BEGIN Material provided

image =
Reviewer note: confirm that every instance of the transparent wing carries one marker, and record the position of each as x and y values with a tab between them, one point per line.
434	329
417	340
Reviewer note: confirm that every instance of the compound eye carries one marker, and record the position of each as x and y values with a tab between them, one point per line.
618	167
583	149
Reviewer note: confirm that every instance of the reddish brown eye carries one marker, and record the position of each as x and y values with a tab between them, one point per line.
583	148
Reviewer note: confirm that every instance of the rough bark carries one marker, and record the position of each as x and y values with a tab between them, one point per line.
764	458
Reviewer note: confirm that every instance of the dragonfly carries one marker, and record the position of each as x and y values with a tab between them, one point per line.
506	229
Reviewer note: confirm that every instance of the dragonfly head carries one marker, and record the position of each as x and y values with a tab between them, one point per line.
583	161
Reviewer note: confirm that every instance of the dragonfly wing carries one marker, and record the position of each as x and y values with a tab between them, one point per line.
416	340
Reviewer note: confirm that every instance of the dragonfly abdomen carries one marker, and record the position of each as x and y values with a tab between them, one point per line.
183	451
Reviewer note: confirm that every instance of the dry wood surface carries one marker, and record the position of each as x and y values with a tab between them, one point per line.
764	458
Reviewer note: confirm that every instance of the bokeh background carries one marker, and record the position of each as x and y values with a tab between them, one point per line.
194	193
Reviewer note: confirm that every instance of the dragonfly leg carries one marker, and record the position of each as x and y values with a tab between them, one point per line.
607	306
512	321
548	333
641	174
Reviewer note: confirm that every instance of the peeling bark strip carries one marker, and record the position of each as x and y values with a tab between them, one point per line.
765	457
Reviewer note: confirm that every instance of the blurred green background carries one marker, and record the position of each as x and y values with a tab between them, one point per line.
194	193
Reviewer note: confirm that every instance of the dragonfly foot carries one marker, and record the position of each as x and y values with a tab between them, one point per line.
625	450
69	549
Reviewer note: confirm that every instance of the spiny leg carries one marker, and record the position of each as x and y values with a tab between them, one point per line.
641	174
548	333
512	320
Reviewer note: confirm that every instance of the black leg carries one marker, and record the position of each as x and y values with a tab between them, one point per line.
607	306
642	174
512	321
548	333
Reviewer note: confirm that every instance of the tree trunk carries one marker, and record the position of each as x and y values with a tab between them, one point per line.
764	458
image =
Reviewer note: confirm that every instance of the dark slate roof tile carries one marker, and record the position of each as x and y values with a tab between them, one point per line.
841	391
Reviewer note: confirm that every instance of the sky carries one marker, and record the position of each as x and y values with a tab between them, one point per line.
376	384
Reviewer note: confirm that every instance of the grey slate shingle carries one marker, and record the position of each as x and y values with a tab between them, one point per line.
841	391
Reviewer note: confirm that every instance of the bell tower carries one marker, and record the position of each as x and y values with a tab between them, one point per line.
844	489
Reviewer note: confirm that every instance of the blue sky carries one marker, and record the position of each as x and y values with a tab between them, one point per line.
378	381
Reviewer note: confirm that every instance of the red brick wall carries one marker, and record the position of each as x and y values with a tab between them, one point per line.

END Material provided

▶ The request
Can you swap "Reviewer note" for "Annotator note" throughout the listing above and leave everything else as it is?

▶ Answer
image =
Annotator note: confirm that every instance of the transparent wing carries one marker, and record the position of each as x and y values with a tab between them, one point per line.
434	329
417	340
Annotator note: confirm that every instance of the compound eye carries one marker, and record the position of each as x and y values with a tab between them, one point per line.
618	167
583	149
Annotator note: confirm that every instance of the reddish brown eye carries one marker, and record the position of each as x and y values with a tab between them, one point per line.
583	148
Annotator note: confirm that every instance of the rough bark carries one marker, and record the position of each as x and y values with a tab between them, one point per line.
764	458
Annotator note: confirm that every instance of the dragonfly carries one marker, and record the position of each as x and y values with a tab between them, one point per line.
506	229
Annotator note: confirm that every instance of the dragonfly head carries one marker, and record the position of each as x and y values with a tab between them, one point per line.
583	161
Annotator note: confirm that every instance of the dragonfly wing carries one marker, and record the position of each as x and y values with a tab between them, one point per line.
416	340
Annotator note: confirm that every instance of the dragonfly abdomen carries one marker, and record the position of each as x and y values with a tab between them, one point per line.
183	451
Annotator note: confirm that every instance of the dry wood surface carries one marker, and record the position of each as x and y values with a tab between them, one point per line.
764	458
Annotator note: confirm that every instance of the bokeh background carries one marker, and record the position of each as x and y values with a tab between them, one point per line.
194	193
Annotator note: confirm that every instance of the dragonfly leg carries one marker, and record the position of each as x and y values with a tab between them, one point per line.
607	306
512	321
548	333
641	174
Annotator note: confirm that every instance of the peeling bark strip carries one marker, and record the position of each as x and y values with a tab between them, one point per line.
765	457
Annotator note: confirm that every instance of the blurred green background carries one marker, and record the position of each as x and y values with a tab between them, one point per line.
194	193
Annotator note: confirm that every instance of the dragonfly foot carries one marker, and record the position of each as x and y values with a tab between them, one point per line.
625	450
69	549
Annotator note: confirm that every instance of the spiny leg carries one marker, and record the position of each as x and y values with a tab between them, one point per line.
641	174
548	333
512	320
Annotator note: confirm that every instance of the black leg carries one marker, and record the position of each as x and y values with a tab between them, one point per line.
607	306
642	174
512	321
548	333
Annotator note: confirm that every instance of the tree trunk carries one marker, and record the position of each as x and y values with a tab between them, one point per line.
764	458
image =
Annotator note: confirm that every instance of the dark slate roof tile carries one marker, and record the position of each as x and y values with a tab between them, one point per line.
841	391
Annotator note: confirm that every instance of the sky carries one marker, and record the position of each as x and y values with a tab between them, one point per line.
376	384
Annotator note: confirm that every instance of the grey slate shingle carries one marker, and record the position of each as x and y values with a tab between them, one point per line.
841	391
Annotator note: confirm that every instance of the bell tower carries one marker, and record the position of each as x and y values with a tab between them, one point per line.
844	489
Annotator note: confirm that every instance of the blue sky carries one marker, and record the position of each as x and y values with a tab between them, one point per line.
378	381
Annotator note: confirm that every instance of the red brick wall carries one marker, and record the position of each as x and y values with a tab between them, one point per line.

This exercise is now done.